→ **Objective**
Leave out every picture, and output exactly the lines from the line containing "Task: Find the hazy" through the last line of the data.

## start

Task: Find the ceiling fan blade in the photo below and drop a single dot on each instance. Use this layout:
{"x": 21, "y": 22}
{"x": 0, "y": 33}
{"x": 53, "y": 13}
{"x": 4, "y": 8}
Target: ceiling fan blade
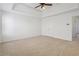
{"x": 48, "y": 4}
{"x": 37, "y": 6}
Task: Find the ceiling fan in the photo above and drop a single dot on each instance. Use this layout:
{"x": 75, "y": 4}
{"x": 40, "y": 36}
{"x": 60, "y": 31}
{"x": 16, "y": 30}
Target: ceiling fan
{"x": 42, "y": 5}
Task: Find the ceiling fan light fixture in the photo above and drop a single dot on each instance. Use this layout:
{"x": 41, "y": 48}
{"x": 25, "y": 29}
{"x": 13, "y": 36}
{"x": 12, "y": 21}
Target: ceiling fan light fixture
{"x": 43, "y": 8}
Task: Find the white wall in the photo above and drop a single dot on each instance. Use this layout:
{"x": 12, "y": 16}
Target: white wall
{"x": 17, "y": 26}
{"x": 0, "y": 26}
{"x": 55, "y": 24}
{"x": 75, "y": 26}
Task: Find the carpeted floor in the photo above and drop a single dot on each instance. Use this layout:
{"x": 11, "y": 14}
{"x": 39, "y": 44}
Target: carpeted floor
{"x": 40, "y": 46}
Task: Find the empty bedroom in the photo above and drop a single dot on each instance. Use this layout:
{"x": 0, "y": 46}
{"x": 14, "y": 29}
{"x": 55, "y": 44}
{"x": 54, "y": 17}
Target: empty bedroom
{"x": 39, "y": 29}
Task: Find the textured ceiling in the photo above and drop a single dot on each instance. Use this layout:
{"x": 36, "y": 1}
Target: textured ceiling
{"x": 33, "y": 5}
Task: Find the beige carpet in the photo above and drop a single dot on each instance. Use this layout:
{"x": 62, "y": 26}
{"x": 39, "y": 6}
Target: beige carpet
{"x": 40, "y": 46}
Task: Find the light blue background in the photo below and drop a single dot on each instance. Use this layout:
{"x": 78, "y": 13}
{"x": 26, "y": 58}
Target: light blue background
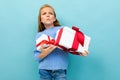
{"x": 100, "y": 19}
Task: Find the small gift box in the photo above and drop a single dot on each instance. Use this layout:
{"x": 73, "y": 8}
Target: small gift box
{"x": 72, "y": 40}
{"x": 44, "y": 40}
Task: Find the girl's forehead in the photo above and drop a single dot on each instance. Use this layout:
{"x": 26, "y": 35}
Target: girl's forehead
{"x": 46, "y": 9}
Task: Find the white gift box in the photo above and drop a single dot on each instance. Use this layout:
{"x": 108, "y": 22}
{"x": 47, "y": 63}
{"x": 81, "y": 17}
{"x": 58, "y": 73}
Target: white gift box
{"x": 44, "y": 40}
{"x": 68, "y": 38}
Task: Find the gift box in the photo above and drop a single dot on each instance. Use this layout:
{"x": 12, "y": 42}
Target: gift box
{"x": 44, "y": 40}
{"x": 72, "y": 40}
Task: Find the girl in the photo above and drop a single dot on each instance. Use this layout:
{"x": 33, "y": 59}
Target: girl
{"x": 53, "y": 61}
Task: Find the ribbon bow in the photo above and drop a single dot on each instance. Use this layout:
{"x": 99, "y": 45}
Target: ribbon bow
{"x": 49, "y": 41}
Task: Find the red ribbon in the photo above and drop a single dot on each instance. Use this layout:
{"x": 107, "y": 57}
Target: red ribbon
{"x": 79, "y": 38}
{"x": 52, "y": 41}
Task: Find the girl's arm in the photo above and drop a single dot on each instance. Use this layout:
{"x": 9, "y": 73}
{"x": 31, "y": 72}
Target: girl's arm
{"x": 46, "y": 51}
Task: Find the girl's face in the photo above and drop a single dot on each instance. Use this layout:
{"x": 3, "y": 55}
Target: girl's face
{"x": 47, "y": 16}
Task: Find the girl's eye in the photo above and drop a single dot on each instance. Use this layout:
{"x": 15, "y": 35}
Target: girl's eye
{"x": 43, "y": 13}
{"x": 51, "y": 13}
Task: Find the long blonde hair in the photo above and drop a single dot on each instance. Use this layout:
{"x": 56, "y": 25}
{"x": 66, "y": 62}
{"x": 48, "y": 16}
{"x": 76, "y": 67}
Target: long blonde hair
{"x": 41, "y": 26}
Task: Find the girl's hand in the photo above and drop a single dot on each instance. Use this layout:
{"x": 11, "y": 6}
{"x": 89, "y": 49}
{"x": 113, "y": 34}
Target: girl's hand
{"x": 46, "y": 50}
{"x": 85, "y": 53}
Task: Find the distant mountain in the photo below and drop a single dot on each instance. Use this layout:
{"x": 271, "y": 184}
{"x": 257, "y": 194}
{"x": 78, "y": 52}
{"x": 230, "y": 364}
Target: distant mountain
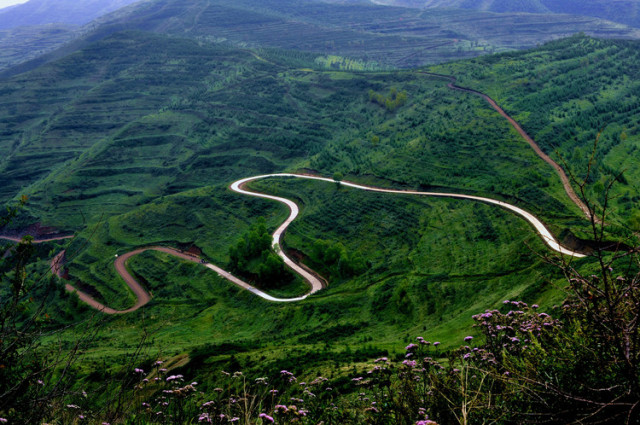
{"x": 393, "y": 36}
{"x": 69, "y": 12}
{"x": 390, "y": 36}
{"x": 622, "y": 11}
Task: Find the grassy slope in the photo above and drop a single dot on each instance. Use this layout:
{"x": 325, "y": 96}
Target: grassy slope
{"x": 564, "y": 94}
{"x": 433, "y": 263}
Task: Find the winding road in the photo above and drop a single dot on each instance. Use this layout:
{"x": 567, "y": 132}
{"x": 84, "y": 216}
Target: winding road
{"x": 315, "y": 283}
{"x": 566, "y": 183}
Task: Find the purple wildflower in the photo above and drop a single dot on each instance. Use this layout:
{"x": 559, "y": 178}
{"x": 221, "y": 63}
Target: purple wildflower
{"x": 265, "y": 417}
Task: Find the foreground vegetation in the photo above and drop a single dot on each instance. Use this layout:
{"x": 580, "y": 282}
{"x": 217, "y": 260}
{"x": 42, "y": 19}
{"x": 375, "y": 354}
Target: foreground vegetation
{"x": 123, "y": 163}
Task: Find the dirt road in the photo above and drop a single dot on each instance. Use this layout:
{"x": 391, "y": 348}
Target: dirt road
{"x": 566, "y": 183}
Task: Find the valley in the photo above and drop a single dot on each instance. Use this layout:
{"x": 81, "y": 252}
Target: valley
{"x": 180, "y": 166}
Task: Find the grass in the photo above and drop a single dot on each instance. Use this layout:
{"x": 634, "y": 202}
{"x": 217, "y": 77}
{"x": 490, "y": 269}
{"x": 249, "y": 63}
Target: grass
{"x": 159, "y": 174}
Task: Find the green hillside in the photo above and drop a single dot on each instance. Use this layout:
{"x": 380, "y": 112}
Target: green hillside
{"x": 392, "y": 36}
{"x": 134, "y": 138}
{"x": 585, "y": 94}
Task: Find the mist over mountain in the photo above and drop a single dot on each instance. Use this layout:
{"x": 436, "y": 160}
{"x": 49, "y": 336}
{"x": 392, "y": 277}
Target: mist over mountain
{"x": 623, "y": 11}
{"x": 41, "y": 12}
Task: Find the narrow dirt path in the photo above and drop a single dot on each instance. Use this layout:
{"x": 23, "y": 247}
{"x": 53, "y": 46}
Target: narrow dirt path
{"x": 566, "y": 183}
{"x": 316, "y": 284}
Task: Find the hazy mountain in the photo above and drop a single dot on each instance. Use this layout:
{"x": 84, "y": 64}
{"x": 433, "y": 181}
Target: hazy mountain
{"x": 70, "y": 12}
{"x": 391, "y": 36}
{"x": 623, "y": 11}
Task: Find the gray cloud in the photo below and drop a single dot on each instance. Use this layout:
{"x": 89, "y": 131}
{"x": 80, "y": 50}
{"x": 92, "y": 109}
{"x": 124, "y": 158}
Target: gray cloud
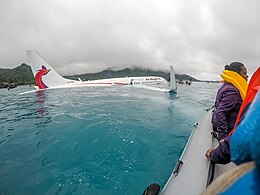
{"x": 197, "y": 37}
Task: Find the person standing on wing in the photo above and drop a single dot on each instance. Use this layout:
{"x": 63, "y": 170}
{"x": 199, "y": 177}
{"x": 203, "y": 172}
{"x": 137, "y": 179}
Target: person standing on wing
{"x": 229, "y": 98}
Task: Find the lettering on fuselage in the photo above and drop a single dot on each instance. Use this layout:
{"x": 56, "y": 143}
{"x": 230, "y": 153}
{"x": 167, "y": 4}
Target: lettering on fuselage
{"x": 153, "y": 79}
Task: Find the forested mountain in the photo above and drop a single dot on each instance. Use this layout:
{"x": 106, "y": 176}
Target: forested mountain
{"x": 22, "y": 75}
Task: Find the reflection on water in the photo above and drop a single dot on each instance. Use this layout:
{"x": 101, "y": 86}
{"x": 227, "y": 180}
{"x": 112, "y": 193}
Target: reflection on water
{"x": 95, "y": 140}
{"x": 42, "y": 109}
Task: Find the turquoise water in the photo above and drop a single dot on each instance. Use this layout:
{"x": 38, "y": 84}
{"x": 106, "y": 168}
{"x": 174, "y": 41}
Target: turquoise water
{"x": 114, "y": 140}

## end

→ **Response for this exercise**
Task: Find the hazy mountain in the photo above and drop a single dot on each instance. Use this layout:
{"x": 84, "y": 64}
{"x": 433, "y": 181}
Target: hazy mountain
{"x": 70, "y": 12}
{"x": 391, "y": 36}
{"x": 623, "y": 11}
Task: Find the gray cloud in the photo below and drop a single dot on each instance. Use this layout:
{"x": 89, "y": 131}
{"x": 80, "y": 50}
{"x": 92, "y": 109}
{"x": 124, "y": 158}
Target: gray cloud
{"x": 197, "y": 37}
Task: Find the person standing on wing in the photo above and drop a single dot on each instance. Use this layout:
{"x": 63, "y": 170}
{"x": 199, "y": 177}
{"x": 203, "y": 172}
{"x": 137, "y": 179}
Target: person standing on wing
{"x": 229, "y": 98}
Task: Find the lettering on fuselage in the photo above and drop a single dot on each instance. Use this layout:
{"x": 56, "y": 143}
{"x": 230, "y": 153}
{"x": 167, "y": 4}
Target: lettering on fuselage
{"x": 153, "y": 79}
Task: Find the forested mountain in the photo above and drop a single dot on each instance. Use this layout:
{"x": 106, "y": 176}
Target: forested mountain
{"x": 22, "y": 75}
Task: Find the reflection on water in the photo above and drop a single dot on each instance. Use this layout:
{"x": 101, "y": 86}
{"x": 227, "y": 180}
{"x": 112, "y": 193}
Target: reflection on water
{"x": 95, "y": 140}
{"x": 42, "y": 109}
Task: Find the turquoise water in the photo above and drop a single dot on each instance. Use this layout:
{"x": 38, "y": 84}
{"x": 106, "y": 168}
{"x": 174, "y": 41}
Target: turquoise water
{"x": 114, "y": 140}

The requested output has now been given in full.